Problem –
Please write out the stretch of records from the start through the line containing "(1010, 447)", requests included. Shift each answer coordinate by adding 77 to both of its numbers.

—————

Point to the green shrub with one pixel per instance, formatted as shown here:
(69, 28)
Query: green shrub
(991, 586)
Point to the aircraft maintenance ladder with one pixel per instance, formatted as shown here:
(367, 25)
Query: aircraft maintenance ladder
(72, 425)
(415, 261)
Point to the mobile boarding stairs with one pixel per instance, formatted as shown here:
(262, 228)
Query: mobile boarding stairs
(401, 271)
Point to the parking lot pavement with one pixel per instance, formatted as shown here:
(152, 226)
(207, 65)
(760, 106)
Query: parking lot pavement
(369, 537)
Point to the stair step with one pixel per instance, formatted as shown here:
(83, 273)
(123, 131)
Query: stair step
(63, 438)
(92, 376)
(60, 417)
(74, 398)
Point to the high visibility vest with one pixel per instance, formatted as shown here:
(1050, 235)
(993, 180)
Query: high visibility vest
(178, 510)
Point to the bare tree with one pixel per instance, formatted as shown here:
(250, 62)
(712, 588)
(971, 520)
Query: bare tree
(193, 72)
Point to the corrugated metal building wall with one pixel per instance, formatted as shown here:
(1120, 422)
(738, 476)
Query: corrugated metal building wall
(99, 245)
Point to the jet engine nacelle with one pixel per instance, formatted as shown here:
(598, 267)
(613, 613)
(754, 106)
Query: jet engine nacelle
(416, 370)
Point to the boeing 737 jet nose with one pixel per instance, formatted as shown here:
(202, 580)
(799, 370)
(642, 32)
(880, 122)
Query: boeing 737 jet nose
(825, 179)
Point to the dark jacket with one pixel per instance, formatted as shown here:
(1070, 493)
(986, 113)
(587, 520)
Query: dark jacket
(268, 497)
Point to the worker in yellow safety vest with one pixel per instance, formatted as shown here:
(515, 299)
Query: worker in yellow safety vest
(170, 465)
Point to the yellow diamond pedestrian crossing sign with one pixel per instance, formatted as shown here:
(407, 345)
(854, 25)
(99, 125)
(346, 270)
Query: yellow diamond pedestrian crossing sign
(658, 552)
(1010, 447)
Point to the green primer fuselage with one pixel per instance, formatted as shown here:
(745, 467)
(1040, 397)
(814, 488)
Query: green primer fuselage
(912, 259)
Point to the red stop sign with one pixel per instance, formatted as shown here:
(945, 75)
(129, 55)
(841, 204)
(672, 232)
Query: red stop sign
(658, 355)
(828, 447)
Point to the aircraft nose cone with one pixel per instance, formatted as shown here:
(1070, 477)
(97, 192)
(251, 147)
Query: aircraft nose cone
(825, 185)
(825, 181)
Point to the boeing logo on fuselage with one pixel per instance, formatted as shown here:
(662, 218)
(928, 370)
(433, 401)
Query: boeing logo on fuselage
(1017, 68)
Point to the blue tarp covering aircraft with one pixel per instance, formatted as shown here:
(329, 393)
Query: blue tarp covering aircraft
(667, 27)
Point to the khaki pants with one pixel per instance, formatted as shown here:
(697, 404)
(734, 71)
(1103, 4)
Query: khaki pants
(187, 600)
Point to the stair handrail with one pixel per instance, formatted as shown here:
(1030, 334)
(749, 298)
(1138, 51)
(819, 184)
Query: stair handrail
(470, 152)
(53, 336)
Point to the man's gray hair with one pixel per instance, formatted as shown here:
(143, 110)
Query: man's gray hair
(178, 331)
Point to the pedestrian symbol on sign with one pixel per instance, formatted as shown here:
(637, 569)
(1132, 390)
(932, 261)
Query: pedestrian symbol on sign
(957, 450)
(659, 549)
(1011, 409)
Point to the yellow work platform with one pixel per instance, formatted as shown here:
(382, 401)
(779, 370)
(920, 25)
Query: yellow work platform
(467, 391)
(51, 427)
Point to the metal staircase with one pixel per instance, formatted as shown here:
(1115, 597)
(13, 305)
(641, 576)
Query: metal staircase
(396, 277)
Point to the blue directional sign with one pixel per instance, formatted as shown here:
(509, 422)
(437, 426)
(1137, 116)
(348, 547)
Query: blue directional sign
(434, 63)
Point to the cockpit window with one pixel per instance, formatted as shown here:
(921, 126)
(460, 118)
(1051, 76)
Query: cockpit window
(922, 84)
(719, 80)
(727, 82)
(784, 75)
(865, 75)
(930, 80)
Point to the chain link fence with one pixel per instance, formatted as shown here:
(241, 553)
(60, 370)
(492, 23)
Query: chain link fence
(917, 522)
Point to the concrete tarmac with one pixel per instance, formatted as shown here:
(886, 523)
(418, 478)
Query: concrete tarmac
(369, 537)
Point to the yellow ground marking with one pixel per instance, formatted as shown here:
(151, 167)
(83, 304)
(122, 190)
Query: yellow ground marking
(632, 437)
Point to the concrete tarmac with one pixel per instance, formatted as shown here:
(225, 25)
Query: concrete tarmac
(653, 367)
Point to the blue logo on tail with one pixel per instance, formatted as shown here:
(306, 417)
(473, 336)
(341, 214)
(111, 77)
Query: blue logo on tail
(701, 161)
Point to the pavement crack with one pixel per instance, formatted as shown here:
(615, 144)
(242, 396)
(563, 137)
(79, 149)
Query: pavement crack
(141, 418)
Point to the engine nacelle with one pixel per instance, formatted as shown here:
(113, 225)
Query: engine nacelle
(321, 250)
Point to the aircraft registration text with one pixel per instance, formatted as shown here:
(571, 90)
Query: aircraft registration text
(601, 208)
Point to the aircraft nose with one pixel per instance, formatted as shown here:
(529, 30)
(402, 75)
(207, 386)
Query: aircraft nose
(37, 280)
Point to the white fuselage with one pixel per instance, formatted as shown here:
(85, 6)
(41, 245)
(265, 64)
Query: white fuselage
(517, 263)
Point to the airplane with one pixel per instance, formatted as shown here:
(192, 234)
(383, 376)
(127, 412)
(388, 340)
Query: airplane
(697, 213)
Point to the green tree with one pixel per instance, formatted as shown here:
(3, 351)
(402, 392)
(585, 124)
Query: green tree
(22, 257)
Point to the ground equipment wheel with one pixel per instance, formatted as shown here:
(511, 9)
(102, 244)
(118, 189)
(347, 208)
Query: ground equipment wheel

—————

Answer to this exercise –
Point to the green shrub with one pixel per instance, formatted as shown here:
(69, 28)
Query: green shrub
(1068, 663)
Point to the aircraft maintenance ladder with one pixel per instance, formatted as shown here:
(367, 25)
Query: aircraft maintenance ladder
(149, 502)
(492, 338)
Point to the mobile boarding stairs with one pixel per instance, formatted as shown here:
(262, 228)
Query: mobile boarding stairs
(478, 348)
Point to the parking lot pavement with one pixel per instance, formatted as shown here:
(152, 226)
(207, 65)
(760, 106)
Query: parking lot pavement
(446, 614)
Point to the stair step with one pixel per instance, formatted as shown here:
(83, 273)
(123, 131)
Query: stair step
(140, 515)
(169, 453)
(137, 494)
(151, 475)
Point to the high visibility vest with one pixel per instance, formatted as shown here:
(1050, 235)
(993, 180)
Query: high visibility vest
(255, 587)
Point to the bare tree with one pixel per instance, formatted as shown here:
(250, 62)
(712, 588)
(971, 520)
Query: bare tree
(270, 149)
Point to the corrugated metal building wall with one pixel per instance, formatted as shown here:
(1120, 422)
(738, 476)
Query: corrugated metal building wall
(176, 322)
Point to the jet engine nacelle with one pixel per instance, formatted as shown here:
(598, 267)
(613, 613)
(754, 106)
Query: jet engine nacelle
(493, 447)
Point to the boeing 737 jet nose with one pixel per instance, formatted as shown here:
(202, 580)
(799, 370)
(642, 32)
(880, 122)
Query: boeing 737 jet nose
(902, 256)
Point to the dark jacket with one pixel per instance, formatted as shown here:
(1070, 493)
(986, 113)
(587, 520)
Query: dark jacket
(345, 574)
Point to the worker in yellow safety vest with one pixel per instance, formatted as shown here:
(515, 299)
Query: worker in yellow safety vest
(247, 542)
Point to the yellow diamond pedestrian crossing sign with one pixel per instance, formatted as shown here:
(407, 345)
(854, 25)
(99, 125)
(346, 270)
Query: yellow diamond pedestrian crossing sign
(735, 629)
(1087, 524)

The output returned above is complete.